**Task set**
- A) According to the DocumentDB transcript, how many users can now be created in a cluster?
- B) Based on the DocumentDB transcript, explain why Cluster Deletion Protection was added and how it changes the process of deleting a cluster.

**Document section**
--

So, you can think of it
as sort of like, an insert select in the sequel world, but it's a really nice way
to take the output that you've done and instead of returning it
to a client, you can put it into a collection
that can then be queried on its own. It's nice for doing summaries, etc. I mentioned some of the security
stuff around role-based access control before. Another one in the security bucket
to talk about is Cluster Deletion Protection. What we really wanted to protect
against was the scenario where somebody accidentally
deletes an entire cluster, and you accidentally
delete terabytes worth of data.

Got a little bit of feedback
that it would be really handy if we could make it
just a little bit more difficult to do a full cluster delete, because it's something
you really want to be careful with. With cluster deletion protection, we have a flag on the cluster
in its configuration. When it's enabled,
you can't delete the cluster, and so deleting the cluster
becomes a two-step process. The first step is to go
and disable that flag, so modify the cluster configuration
to disable the flag, and then you can delete the cluster.

So, it's a really handy way
to just protect against it. It is possible to override that
and disable the flag on creation of the cluster. It's moving a little fast and loose,
so typically, it is defaulted
to being on for safety sake. On the resource side, we got some
feedback about wanting to increase some of these limits
that have been in DocumentDB. The first thing we did
is we increased the number of users you can create in a cluster by 10X, so you can create now up
to 1,000 users in the cluster.

--

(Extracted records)

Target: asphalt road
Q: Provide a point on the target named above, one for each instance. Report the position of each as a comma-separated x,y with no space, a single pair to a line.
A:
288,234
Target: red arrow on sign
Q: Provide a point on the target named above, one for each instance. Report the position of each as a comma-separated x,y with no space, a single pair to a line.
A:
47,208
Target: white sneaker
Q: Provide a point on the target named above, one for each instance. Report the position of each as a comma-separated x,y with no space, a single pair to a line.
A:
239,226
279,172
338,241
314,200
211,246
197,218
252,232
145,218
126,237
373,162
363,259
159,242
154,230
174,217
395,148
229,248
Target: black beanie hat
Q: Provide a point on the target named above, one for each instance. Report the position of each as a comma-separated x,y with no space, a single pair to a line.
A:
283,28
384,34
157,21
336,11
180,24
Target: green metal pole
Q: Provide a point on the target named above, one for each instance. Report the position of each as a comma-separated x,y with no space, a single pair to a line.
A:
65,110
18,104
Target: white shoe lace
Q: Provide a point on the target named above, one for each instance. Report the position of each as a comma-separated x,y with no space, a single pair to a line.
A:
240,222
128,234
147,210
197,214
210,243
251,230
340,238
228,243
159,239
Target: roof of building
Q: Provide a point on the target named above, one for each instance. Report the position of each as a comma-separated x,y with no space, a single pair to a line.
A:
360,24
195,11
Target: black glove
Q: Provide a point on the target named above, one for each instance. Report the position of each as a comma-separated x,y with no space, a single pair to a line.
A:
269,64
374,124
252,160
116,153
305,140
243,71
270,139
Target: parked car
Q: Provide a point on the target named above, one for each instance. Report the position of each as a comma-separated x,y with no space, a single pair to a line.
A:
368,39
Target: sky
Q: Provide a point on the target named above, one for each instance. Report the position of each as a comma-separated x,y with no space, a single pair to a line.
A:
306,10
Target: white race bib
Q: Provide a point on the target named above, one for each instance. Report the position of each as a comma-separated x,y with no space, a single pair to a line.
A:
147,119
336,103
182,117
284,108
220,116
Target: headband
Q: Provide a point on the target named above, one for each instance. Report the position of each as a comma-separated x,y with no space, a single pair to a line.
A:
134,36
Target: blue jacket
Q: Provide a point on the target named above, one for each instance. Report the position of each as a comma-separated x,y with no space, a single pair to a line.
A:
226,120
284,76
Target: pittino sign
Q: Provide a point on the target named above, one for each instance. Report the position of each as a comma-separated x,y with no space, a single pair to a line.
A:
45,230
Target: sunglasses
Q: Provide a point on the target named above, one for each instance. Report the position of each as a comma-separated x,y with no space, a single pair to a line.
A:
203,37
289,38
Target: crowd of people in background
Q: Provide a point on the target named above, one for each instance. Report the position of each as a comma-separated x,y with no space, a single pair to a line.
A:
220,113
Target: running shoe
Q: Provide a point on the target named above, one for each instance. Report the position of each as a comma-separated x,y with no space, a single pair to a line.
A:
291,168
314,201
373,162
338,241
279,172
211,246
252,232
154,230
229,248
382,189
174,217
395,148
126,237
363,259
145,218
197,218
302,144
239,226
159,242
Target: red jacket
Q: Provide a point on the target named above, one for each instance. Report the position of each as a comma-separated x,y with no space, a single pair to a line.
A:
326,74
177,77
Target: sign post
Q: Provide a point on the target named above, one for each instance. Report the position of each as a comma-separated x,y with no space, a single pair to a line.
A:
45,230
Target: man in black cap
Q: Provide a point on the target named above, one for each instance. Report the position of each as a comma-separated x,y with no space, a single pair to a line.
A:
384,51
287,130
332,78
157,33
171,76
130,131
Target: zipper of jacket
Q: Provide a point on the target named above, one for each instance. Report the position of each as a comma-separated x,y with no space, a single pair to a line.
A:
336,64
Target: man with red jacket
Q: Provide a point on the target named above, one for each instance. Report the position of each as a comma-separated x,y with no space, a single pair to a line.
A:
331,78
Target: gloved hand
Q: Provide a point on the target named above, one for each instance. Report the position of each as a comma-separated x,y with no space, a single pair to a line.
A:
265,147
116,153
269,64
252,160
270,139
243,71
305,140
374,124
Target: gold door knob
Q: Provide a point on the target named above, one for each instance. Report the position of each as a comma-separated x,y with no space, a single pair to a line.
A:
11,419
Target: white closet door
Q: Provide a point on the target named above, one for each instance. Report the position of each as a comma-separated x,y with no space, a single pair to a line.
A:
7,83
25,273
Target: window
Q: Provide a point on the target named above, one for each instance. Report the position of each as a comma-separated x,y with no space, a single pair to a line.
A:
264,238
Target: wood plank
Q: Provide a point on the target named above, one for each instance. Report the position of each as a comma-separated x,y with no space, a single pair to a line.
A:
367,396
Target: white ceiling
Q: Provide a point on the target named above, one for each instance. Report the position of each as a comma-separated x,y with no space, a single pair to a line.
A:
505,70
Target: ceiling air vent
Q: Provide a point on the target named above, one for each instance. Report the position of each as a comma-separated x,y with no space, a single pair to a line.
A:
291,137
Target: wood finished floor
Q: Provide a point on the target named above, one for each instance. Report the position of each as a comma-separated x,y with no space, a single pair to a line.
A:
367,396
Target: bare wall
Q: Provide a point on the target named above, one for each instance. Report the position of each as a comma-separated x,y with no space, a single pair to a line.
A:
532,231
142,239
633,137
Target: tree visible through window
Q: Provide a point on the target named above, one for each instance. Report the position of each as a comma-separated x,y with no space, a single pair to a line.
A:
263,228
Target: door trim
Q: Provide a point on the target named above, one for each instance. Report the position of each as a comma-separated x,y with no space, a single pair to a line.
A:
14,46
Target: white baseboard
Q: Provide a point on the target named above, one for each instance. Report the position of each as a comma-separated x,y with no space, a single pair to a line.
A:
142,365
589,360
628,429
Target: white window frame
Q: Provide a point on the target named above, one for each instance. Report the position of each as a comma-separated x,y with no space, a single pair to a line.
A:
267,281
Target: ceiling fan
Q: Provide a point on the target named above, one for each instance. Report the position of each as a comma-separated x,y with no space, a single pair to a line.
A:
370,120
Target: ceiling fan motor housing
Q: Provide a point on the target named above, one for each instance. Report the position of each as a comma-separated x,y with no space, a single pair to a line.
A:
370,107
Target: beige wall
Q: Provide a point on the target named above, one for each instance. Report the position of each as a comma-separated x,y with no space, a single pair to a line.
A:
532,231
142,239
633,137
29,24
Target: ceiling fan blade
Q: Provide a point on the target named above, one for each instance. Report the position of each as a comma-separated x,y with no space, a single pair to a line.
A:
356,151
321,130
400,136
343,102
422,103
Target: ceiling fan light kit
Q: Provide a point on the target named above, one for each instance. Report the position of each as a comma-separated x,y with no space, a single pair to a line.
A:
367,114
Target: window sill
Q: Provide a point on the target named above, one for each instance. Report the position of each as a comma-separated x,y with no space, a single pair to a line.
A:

--

**Solved tasks**
- A) Up to 1,000 users.

- B) It was added to guard against someone accidentally deleting an entire cluster and losing terabytes of data, after feedback asked for full cluster deletes to be made a little more difficult. When the protection flag is enabled, the cluster can't be deleted. Deletion becomes two steps: first modify the cluster configuration to disable the flag, then delete the cluster.